QUELLENAUSZUG

Vestibül /// 10. Februar 2024 /// Muttertier
Im Vestibül bringt das Regieteam um Mia Constantine den beim Retzhofer Dramapreis 2023 ausgezeichneten Theatertext Muttertier von Leonie Lorena Wyss leichtfüßig zur Uraufführung. Es geht um Tod, Mutterschaft, Kindheit und die Perspektiven von drei Schwestern (“der Großen, Mittleren und Kleinen”) auf diese wichtigen Themen.
Kinderspieleland am Rande des Todes
Johann Brigitte Schima füllt das kleine Vestibül mit einem Bühnenbild aus, das an den Eingang zu einem Kinderspieleland erinnert: Es ist knallig gelb, mit bunten Leuchtstreifen und Nischen, die zum Verstecken einladen – allerdings vermitteln die seitlich angebrachten, türkisenen Jalousien und die klaren Formen der Konstruktion auch den Eindruck eines modernen Krankenhauses. Die kleinen Bänke sind nicht nur Warteplätze für die Wasserrutsche, sondern auch für das Krankenzimmer, in dem eine sterbende Mutter, das Muttertier, liegt. Die drei Schwestern stehen um ihr Bett herum, hören den Lauten der Beatmungsmaschine zu und erinnern sich: An die Fischstäbchen, die Mutter immer zubereitet hat, das Bitten um einen Ausflug ins Schwimmbad, endlich den Ausflug selbst, die Titanic-Filmabende und vieles mehr.

ANGEZEIGTE INFORMATIONEN
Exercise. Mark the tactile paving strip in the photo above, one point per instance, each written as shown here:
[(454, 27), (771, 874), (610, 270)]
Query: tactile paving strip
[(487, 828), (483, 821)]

ZU LÖSENDE AUFGABEN
**A)** Erklären Sie anhand der Besprechung von „Muttertier“, wodurch das Bühnenbild zugleich an ein Kinderspieleland und an ein modernes Krankenhaus erinnert.
**B)** Schreiben Sie die Besprechung von „Muttertier“ im Anschluss an ihren letzten Satz weiter.

LÖSUNGSTEIL
**A)** An ein Kinderspieleland erinnert das Bühnenbild, weil es knallig gelb ist und bunte Leuchtstreifen sowie Nischen zum Verstecken hat. Den Eindruck eines modernen Krankenhauses vermitteln die seitlich angebrachten türkisen Jalousien und die klaren Formen der Konstruktion.

**B)**
Erinnerung: Alleine und Gemeinsam
Dem packenden, vielschichtigen Text von Leonie Lorena Wyss folgend, erinnern sich die drei kollektiv; sie sprechen chorisch, tollen lachend über die Bühne und erfreuen sich an ihrem schwesterlichen “wir”, das den Tod der Mutter erträglicher zu machen scheint. Dann stehen sie aber auch alleine, sprechen Monologe und geben ihrer ganz eigenen Beziehung zur Mutter einen tiefen Ausdruck. Unter der filigranen Orchestrierung von Mia Constantine (Regie) glänzen Laura Dittmann, Claudia Kainberger und Lara Sienczak in ihren Rollen! Der Regisseurin ist es wunderbar gelungen, den Text als Angebot anzunehmen und ihn auf der Bühne weiterzuentwickeln: Das wechselnde Tempo, die Monologe und das chorische Sprechen, der Gesang, die Lautstärke, die Klänge, jedes Wort sitzt. Die Schauspielerinnen verzaubern das Publikum mit Passagen, die manchen Zuseher*innen die Augen feucht werden lassen – mal aus sich tief lösender Traurigkeit, dann wieder aus hervorbrechender, kindlicher Freude.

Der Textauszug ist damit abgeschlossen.